━━━━━ Raw records

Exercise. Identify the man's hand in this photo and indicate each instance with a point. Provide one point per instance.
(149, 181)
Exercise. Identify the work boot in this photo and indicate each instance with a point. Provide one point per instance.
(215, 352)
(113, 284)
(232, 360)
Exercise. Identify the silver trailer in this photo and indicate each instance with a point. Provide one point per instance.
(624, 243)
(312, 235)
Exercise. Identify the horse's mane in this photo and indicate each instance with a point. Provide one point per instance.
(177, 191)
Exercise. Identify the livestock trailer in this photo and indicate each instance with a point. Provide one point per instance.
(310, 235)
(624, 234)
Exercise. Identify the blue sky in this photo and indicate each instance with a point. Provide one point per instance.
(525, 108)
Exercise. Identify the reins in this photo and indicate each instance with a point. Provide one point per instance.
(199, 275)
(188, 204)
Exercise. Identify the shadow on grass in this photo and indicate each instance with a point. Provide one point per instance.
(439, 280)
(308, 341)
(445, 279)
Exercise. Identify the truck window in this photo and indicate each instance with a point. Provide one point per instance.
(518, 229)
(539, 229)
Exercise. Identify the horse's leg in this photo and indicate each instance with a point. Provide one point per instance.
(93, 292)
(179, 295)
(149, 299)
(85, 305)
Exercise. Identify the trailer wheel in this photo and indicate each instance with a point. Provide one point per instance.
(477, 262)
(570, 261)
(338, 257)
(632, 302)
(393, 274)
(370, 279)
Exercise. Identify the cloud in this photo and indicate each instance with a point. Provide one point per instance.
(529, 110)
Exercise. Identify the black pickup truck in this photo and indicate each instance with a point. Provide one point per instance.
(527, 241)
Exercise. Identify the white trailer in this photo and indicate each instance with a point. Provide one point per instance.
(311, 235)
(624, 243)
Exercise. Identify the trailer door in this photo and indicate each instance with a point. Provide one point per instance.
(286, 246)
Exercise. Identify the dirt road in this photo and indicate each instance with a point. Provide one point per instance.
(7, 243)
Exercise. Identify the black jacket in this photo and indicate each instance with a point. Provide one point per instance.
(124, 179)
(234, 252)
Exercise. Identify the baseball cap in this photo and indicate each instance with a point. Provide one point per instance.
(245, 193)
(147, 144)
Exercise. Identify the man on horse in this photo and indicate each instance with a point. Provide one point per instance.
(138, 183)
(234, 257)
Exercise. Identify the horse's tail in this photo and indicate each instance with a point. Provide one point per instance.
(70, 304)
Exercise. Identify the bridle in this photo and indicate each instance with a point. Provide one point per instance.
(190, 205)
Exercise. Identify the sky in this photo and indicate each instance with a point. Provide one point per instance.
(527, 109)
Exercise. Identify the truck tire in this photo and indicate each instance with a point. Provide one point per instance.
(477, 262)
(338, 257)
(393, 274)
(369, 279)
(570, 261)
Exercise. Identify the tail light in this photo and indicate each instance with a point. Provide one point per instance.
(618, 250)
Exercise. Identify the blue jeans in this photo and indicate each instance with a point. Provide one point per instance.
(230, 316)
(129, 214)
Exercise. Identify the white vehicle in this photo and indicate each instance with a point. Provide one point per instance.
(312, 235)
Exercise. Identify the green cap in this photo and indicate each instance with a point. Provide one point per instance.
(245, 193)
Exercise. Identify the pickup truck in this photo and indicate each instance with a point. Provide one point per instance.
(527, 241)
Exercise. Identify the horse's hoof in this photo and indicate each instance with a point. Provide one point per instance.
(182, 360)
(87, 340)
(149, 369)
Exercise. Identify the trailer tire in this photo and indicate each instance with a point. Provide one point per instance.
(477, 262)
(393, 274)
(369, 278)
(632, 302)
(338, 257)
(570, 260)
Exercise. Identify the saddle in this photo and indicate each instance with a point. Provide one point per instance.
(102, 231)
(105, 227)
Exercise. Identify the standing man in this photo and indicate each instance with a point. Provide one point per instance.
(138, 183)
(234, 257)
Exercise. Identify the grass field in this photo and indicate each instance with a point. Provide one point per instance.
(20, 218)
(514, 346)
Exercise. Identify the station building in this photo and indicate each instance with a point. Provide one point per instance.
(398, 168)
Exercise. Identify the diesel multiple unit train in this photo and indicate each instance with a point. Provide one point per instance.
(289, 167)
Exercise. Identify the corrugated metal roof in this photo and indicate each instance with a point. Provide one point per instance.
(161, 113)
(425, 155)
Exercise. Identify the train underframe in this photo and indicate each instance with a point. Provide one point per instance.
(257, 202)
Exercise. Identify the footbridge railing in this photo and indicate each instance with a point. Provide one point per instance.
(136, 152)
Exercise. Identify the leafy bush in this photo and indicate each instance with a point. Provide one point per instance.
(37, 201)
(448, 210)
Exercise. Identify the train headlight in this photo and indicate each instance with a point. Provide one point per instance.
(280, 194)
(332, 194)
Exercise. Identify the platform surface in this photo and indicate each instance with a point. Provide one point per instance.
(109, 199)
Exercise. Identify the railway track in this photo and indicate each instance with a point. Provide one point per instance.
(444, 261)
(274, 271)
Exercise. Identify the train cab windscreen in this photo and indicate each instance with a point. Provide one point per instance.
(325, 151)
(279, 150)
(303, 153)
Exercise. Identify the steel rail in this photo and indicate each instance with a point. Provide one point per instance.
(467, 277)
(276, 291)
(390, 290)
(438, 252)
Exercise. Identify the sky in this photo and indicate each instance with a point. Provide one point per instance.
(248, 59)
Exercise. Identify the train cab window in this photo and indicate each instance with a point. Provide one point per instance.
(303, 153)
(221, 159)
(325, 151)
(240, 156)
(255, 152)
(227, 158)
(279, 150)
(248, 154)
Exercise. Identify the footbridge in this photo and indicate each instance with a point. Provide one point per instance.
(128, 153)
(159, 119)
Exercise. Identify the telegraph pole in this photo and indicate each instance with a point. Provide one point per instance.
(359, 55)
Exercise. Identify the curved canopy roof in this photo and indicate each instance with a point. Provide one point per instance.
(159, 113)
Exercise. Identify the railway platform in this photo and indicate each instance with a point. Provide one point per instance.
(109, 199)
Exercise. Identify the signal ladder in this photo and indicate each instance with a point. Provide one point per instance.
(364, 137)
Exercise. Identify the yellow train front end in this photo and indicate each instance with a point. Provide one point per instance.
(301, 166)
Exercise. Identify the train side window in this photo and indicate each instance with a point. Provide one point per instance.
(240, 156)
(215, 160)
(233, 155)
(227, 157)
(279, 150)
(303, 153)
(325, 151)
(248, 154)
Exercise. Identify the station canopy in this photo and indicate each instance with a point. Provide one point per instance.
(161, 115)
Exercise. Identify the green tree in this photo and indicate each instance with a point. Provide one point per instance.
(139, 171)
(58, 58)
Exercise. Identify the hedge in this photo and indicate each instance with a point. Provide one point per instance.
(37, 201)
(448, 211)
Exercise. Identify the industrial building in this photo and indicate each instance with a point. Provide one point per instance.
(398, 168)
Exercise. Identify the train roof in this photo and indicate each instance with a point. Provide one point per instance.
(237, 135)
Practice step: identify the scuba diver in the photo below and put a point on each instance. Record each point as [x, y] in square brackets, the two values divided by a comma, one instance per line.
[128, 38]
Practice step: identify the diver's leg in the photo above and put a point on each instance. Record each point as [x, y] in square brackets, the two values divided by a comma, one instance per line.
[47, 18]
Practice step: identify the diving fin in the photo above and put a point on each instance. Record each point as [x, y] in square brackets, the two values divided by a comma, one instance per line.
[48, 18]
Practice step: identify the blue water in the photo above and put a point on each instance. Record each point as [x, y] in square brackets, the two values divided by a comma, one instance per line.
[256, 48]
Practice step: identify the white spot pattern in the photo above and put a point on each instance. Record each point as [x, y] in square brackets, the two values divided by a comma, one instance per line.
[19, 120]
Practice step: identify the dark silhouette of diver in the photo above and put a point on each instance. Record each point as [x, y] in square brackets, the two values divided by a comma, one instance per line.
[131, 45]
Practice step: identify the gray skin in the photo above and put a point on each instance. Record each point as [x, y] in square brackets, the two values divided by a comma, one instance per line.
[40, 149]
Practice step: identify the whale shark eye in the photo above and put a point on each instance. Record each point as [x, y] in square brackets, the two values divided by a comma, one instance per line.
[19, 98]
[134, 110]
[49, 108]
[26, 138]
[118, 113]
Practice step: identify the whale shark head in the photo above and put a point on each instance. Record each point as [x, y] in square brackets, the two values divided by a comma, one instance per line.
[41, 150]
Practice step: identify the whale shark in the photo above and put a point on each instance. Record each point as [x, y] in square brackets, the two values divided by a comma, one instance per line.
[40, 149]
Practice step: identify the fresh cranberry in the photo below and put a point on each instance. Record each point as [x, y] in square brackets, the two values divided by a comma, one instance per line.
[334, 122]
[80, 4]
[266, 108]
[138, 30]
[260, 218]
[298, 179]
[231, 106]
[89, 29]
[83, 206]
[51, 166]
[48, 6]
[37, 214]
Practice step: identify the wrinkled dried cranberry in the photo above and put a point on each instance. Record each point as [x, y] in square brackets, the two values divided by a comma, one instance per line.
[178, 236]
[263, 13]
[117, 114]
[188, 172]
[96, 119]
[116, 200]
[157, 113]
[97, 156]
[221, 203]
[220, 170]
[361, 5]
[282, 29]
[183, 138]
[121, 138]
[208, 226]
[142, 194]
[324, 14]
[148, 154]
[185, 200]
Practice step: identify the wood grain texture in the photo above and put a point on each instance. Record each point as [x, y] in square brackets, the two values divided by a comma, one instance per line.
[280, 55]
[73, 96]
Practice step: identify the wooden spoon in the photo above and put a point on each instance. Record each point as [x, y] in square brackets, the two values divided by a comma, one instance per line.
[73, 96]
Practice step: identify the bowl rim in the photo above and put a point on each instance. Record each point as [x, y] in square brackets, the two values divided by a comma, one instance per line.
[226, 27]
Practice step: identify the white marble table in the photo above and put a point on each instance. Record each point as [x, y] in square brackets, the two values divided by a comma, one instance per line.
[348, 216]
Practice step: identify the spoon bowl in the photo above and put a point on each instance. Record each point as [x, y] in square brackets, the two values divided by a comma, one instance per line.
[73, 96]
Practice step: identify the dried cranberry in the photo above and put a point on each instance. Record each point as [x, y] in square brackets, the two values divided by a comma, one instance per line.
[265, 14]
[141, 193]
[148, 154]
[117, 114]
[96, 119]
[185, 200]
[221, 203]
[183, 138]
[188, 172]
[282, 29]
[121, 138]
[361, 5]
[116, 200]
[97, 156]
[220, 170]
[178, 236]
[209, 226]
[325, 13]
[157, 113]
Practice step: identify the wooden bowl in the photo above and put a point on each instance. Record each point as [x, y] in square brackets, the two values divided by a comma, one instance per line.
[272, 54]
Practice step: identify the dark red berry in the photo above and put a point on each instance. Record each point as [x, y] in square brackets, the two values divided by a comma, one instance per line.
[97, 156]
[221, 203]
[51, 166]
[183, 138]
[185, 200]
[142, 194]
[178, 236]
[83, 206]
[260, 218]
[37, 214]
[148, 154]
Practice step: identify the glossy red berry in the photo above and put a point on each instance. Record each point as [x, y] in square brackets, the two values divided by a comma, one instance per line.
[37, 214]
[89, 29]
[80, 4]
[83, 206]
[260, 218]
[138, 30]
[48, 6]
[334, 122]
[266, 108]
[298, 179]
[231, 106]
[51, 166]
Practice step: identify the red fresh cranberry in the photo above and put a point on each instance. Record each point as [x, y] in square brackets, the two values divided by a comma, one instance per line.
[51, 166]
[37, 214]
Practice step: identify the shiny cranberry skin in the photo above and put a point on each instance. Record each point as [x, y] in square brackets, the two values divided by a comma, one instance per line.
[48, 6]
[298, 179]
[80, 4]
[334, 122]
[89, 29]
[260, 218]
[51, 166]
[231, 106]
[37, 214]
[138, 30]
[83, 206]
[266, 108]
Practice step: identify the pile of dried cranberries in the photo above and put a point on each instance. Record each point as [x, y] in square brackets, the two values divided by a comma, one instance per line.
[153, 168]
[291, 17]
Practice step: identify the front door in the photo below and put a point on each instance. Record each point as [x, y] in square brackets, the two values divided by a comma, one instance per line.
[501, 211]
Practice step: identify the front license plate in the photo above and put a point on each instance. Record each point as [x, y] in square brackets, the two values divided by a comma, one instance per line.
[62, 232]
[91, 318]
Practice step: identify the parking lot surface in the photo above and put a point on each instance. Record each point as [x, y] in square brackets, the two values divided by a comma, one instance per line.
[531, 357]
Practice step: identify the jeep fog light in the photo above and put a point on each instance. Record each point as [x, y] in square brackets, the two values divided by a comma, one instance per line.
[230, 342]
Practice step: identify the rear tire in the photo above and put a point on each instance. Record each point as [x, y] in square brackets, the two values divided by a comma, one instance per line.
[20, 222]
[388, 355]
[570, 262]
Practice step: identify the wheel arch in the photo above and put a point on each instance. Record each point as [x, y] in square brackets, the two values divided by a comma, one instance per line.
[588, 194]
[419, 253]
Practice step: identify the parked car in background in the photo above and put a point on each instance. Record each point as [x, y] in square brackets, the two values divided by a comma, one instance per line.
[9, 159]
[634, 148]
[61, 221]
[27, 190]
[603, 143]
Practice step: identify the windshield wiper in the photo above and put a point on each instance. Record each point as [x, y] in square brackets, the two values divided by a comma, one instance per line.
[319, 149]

━━━━━━━━━━

What to do: Reproduce only the lines between the line containing "Practice step: identify the front license" and the last line of the records, those two lines included, exactly.

Written answer:
Practice step: identify the front license plate in the photo above and put a point on each instance. Record each point as [x, y] in square brackets, the two values divided by a comma, one instance per line.
[62, 232]
[91, 318]
Practice step: identify the parking lot surface in the photo above and put a point on each instance. Record each point as [x, y] in square brackets, the two values divided by a comma, one instance per line.
[531, 357]
Practice step: identify the jeep fog light in the photo above and put a point on each instance. Record each point as [x, y] in square brackets, the two values divided by a comma, one instance per line.
[230, 342]
Practice step: identify the rear tire in the photo above and put a point on each instance. Record each point as [x, y] in square brackets, the two values divided by a comma, one instance per line.
[20, 222]
[388, 355]
[570, 262]
Practice step: identify the wheel arch in the photo above and put a point on each instance. Record each point as [x, y] in square brackets, the two values divided by a comma, one instance per line.
[588, 194]
[419, 253]
Practice step: identify the parked car in background in the photo above and put a point on each instance. Record each point as [x, y] in square brackets, the two values divided by a comma, one instance per line.
[9, 159]
[634, 148]
[61, 221]
[27, 190]
[603, 143]
Practice step: identify the windshield wiper in the photo above and put a point on each instance. Record each point as [x, y] in square brackets, the two values divided by a comma, one instance per line.
[319, 149]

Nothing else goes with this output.